◆ Problem to work on ◆
The records below are to be restated word for word, with their images omitted.
═══ Dataset excerpts
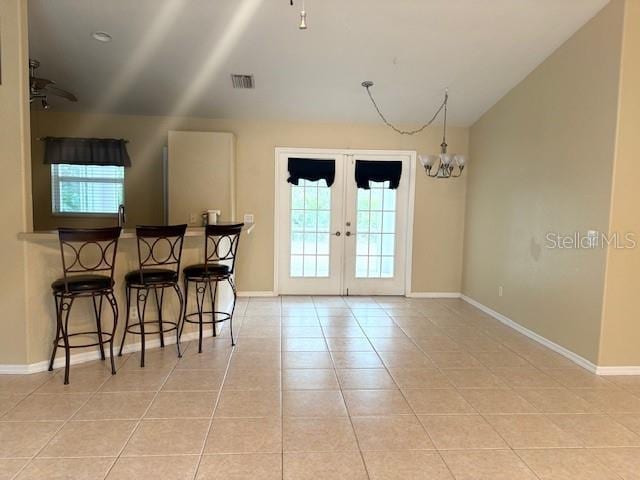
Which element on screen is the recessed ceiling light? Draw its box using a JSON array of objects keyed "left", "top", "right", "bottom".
[{"left": 91, "top": 31, "right": 112, "bottom": 42}]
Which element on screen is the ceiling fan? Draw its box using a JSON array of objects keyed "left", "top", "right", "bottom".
[{"left": 29, "top": 59, "right": 78, "bottom": 110}]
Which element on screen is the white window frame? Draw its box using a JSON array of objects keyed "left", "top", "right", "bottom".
[{"left": 51, "top": 164, "right": 125, "bottom": 216}]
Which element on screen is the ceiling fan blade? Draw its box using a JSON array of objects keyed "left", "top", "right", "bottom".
[
  {"left": 44, "top": 85, "right": 78, "bottom": 102},
  {"left": 31, "top": 77, "right": 54, "bottom": 89}
]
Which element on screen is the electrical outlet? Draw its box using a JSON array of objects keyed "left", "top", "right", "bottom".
[
  {"left": 244, "top": 213, "right": 254, "bottom": 224},
  {"left": 189, "top": 213, "right": 197, "bottom": 224},
  {"left": 130, "top": 308, "right": 138, "bottom": 321},
  {"left": 498, "top": 286, "right": 503, "bottom": 297}
]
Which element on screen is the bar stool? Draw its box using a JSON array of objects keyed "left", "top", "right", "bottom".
[
  {"left": 118, "top": 224, "right": 188, "bottom": 367},
  {"left": 181, "top": 223, "right": 243, "bottom": 352},
  {"left": 49, "top": 227, "right": 122, "bottom": 385}
]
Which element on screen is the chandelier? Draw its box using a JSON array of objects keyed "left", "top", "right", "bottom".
[{"left": 361, "top": 81, "right": 466, "bottom": 178}]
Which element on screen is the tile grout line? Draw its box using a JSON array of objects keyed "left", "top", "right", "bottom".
[
  {"left": 368, "top": 298, "right": 526, "bottom": 477},
  {"left": 191, "top": 297, "right": 264, "bottom": 480},
  {"left": 328, "top": 300, "right": 372, "bottom": 480},
  {"left": 7, "top": 353, "right": 137, "bottom": 480},
  {"left": 412, "top": 300, "right": 543, "bottom": 479},
  {"left": 99, "top": 341, "right": 198, "bottom": 480},
  {"left": 5, "top": 296, "right": 640, "bottom": 479},
  {"left": 368, "top": 297, "right": 458, "bottom": 480},
  {"left": 438, "top": 300, "right": 640, "bottom": 458}
]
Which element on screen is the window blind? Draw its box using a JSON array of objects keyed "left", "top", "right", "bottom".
[
  {"left": 354, "top": 160, "right": 402, "bottom": 190},
  {"left": 287, "top": 158, "right": 336, "bottom": 187},
  {"left": 51, "top": 164, "right": 124, "bottom": 214},
  {"left": 44, "top": 137, "right": 131, "bottom": 167}
]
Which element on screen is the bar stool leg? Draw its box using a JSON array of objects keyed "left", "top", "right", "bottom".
[
  {"left": 106, "top": 291, "right": 119, "bottom": 375},
  {"left": 195, "top": 281, "right": 207, "bottom": 353},
  {"left": 119, "top": 286, "right": 131, "bottom": 356},
  {"left": 137, "top": 288, "right": 149, "bottom": 367},
  {"left": 61, "top": 297, "right": 75, "bottom": 385},
  {"left": 173, "top": 284, "right": 185, "bottom": 358},
  {"left": 49, "top": 296, "right": 62, "bottom": 371},
  {"left": 209, "top": 280, "right": 218, "bottom": 337},
  {"left": 228, "top": 277, "right": 238, "bottom": 347},
  {"left": 181, "top": 279, "right": 189, "bottom": 344},
  {"left": 92, "top": 295, "right": 106, "bottom": 361},
  {"left": 154, "top": 287, "right": 165, "bottom": 348}
]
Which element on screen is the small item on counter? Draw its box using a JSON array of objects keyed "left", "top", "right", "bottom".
[{"left": 206, "top": 209, "right": 221, "bottom": 225}]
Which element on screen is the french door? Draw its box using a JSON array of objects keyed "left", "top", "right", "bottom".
══════
◆ Solution below ◆
Which element on screen is the recessed ceiling light? Draw its box using a JSON array of objects keyed "left", "top", "right", "bottom".
[{"left": 91, "top": 31, "right": 112, "bottom": 42}]
Which element on screen is the ceiling fan? Draw its box using a JSON array of objects keyed "left", "top", "right", "bottom".
[{"left": 29, "top": 59, "right": 78, "bottom": 110}]
Which element on screen is the white window frame? Draw its box using a JSON array of objects keyed "left", "top", "right", "bottom".
[{"left": 51, "top": 164, "right": 125, "bottom": 216}]
Which element on screen is the ceiling fan blade? Draw its box using a JSON array of objects keyed "left", "top", "right", "bottom".
[
  {"left": 44, "top": 85, "right": 78, "bottom": 102},
  {"left": 31, "top": 77, "right": 54, "bottom": 89}
]
Which element on screen is the electrical outlet? Draw its box using a JSON array of objects keyed "left", "top", "right", "bottom".
[
  {"left": 244, "top": 213, "right": 254, "bottom": 224},
  {"left": 189, "top": 213, "right": 197, "bottom": 224},
  {"left": 130, "top": 308, "right": 138, "bottom": 321},
  {"left": 498, "top": 286, "right": 503, "bottom": 297}
]
Which element on screen is the bar stool? Draw its box using a JSON array of objects keyed "left", "top", "right", "bottom".
[
  {"left": 118, "top": 224, "right": 188, "bottom": 367},
  {"left": 181, "top": 223, "right": 243, "bottom": 352},
  {"left": 49, "top": 227, "right": 122, "bottom": 385}
]
Which element on screen is the chandelier? Draw its box using a JSON array of objects keyed "left", "top", "right", "bottom".
[{"left": 361, "top": 81, "right": 466, "bottom": 178}]
Which element on screen is the tile grout line? Draw its box using a JSON array of objects keyed "left", "top", "right", "bottom".
[
  {"left": 368, "top": 298, "right": 526, "bottom": 477},
  {"left": 191, "top": 297, "right": 264, "bottom": 480},
  {"left": 328, "top": 300, "right": 372, "bottom": 480},
  {"left": 7, "top": 353, "right": 137, "bottom": 480},
  {"left": 412, "top": 300, "right": 543, "bottom": 479},
  {"left": 99, "top": 341, "right": 198, "bottom": 480},
  {"left": 5, "top": 296, "right": 640, "bottom": 479},
  {"left": 368, "top": 297, "right": 458, "bottom": 480},
  {"left": 438, "top": 300, "right": 640, "bottom": 458}
]
Which element on screen is the window blind? Draw its box using a JSON array of objects keyed "left", "top", "right", "bottom".
[
  {"left": 354, "top": 160, "right": 402, "bottom": 190},
  {"left": 287, "top": 158, "right": 336, "bottom": 187},
  {"left": 51, "top": 164, "right": 124, "bottom": 214},
  {"left": 44, "top": 137, "right": 131, "bottom": 167}
]
Which element on screen is the bar stool leg? Draw its box using a JSON array of objects keyed "left", "top", "right", "bottom".
[
  {"left": 106, "top": 291, "right": 119, "bottom": 375},
  {"left": 195, "top": 281, "right": 207, "bottom": 353},
  {"left": 119, "top": 286, "right": 131, "bottom": 356},
  {"left": 137, "top": 288, "right": 149, "bottom": 367},
  {"left": 61, "top": 297, "right": 75, "bottom": 385},
  {"left": 173, "top": 284, "right": 185, "bottom": 358},
  {"left": 49, "top": 296, "right": 62, "bottom": 371},
  {"left": 209, "top": 280, "right": 218, "bottom": 337},
  {"left": 228, "top": 277, "right": 238, "bottom": 347},
  {"left": 181, "top": 279, "right": 189, "bottom": 344},
  {"left": 92, "top": 295, "right": 106, "bottom": 361},
  {"left": 154, "top": 287, "right": 165, "bottom": 348}
]
Which element on screen is the small item on counter? Draw its box using a JSON array of objects keyed "left", "top", "right", "bottom".
[{"left": 206, "top": 209, "right": 221, "bottom": 225}]
Which element on screen is the french door? Draw its box using a JSON array of objects keyed "left", "top", "right", "bottom".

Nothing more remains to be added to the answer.